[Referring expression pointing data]
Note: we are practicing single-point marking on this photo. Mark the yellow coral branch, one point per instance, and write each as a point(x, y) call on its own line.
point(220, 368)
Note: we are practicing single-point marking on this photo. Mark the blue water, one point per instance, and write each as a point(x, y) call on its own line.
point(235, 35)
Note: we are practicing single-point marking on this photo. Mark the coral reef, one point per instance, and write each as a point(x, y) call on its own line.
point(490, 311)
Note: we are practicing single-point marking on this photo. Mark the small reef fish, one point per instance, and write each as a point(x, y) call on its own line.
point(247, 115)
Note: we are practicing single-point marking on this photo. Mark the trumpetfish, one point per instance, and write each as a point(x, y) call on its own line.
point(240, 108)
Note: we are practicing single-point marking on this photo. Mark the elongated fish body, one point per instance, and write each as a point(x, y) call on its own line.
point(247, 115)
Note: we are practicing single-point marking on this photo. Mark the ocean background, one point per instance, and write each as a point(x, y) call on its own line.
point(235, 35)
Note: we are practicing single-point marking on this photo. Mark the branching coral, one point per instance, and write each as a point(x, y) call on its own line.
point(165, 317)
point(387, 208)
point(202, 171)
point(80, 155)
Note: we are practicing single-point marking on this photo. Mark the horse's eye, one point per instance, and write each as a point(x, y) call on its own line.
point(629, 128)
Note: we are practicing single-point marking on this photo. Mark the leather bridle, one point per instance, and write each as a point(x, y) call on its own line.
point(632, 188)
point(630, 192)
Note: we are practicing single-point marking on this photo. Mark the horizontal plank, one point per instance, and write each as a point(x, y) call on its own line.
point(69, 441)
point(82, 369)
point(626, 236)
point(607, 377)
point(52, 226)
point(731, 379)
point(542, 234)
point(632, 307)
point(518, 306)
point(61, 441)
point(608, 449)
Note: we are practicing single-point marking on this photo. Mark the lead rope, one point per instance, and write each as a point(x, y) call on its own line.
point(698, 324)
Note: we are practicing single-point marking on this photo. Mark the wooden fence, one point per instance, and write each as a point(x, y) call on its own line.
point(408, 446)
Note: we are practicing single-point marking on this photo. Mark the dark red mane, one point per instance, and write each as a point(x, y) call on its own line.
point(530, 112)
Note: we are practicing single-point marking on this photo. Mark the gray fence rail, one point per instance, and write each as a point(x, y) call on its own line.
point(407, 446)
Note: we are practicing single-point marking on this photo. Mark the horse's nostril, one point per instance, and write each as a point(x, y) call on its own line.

(TRY IT) Nothing but an exact repetition of the entries is expected here.

(EXERCISE SOLUTION)
Note: we are practicing single-point marking on this photo. Mark the yellow coral branch, one point per instance, and write each as a point(x, y) call on its own line.
point(220, 368)
Note: we are practicing single-point marking on this photo. Mark the blue water, one point per instance, and write each as a point(x, y) call on its own line.
point(235, 35)
Note: we are practicing single-point marking on this photo. Mark the coral reef, one point per instance, and write each as a point(x, y) call on its own line.
point(490, 311)
Note: we are practicing single-point marking on this photo. Mark the small reef fish, one point per instance, and write each as a point(x, y) call on its own line.
point(247, 115)
Note: we are practicing single-point marking on this photo. Mark the trumpetfish, one point per instance, and write each as a point(x, y) call on its own line.
point(240, 108)
Note: we are practicing single-point marking on this photo. Mark the elongated fish body, one point per instance, and write each as a point(x, y) call on its own line.
point(247, 115)
Note: we are practicing single-point marking on this photo. Mark the ocean background, one point per instance, and write each as a point(x, y) call on its own line.
point(235, 35)
Note: we are practicing single-point marking on this photo. Mark the branching coral, one point per instance, and write each as a point(x, y) call on its own line.
point(165, 317)
point(387, 208)
point(202, 171)
point(80, 155)
Note: we are practicing single-point marking on this photo. Mark the horse's eye, one point per instance, and write each as a point(x, y) call on its own line.
point(629, 128)
Note: we are practicing single-point marking on this photo. Mark the leather bridle, one point per instance, and write each as a point(x, y) call on its own line.
point(632, 188)
point(630, 192)
Note: we are practicing single-point marking on this photo. Mark the horizontal plank, one point per instance, and write each as a point(x, y) call on its own line.
point(69, 441)
point(82, 369)
point(626, 236)
point(607, 377)
point(52, 226)
point(731, 379)
point(542, 234)
point(632, 307)
point(518, 306)
point(61, 441)
point(608, 449)
Note: we are practicing single-point marking on this photo. Mark the lead rope, one point per instance, and write each as a point(x, y) call on its own line.
point(698, 324)
Note: we are practicing single-point marking on this photo. Mark the wooden fence, one point per instance, and write each as a point(x, y) call on its own line.
point(408, 446)
Note: we are practicing single-point marking on this photo. Mark the dark red mane, one point per instance, and write each as a point(x, y) call on its own line.
point(530, 112)
Note: we are practicing single-point marking on this photo. Mark the gray fence rail, one point per instance, and write each as a point(x, y) call on its own line.
point(407, 446)
Note: we are practicing single-point marking on this photo. Mark the horse's nostril, one point per instance, and write each as a point(x, y) call on its own line.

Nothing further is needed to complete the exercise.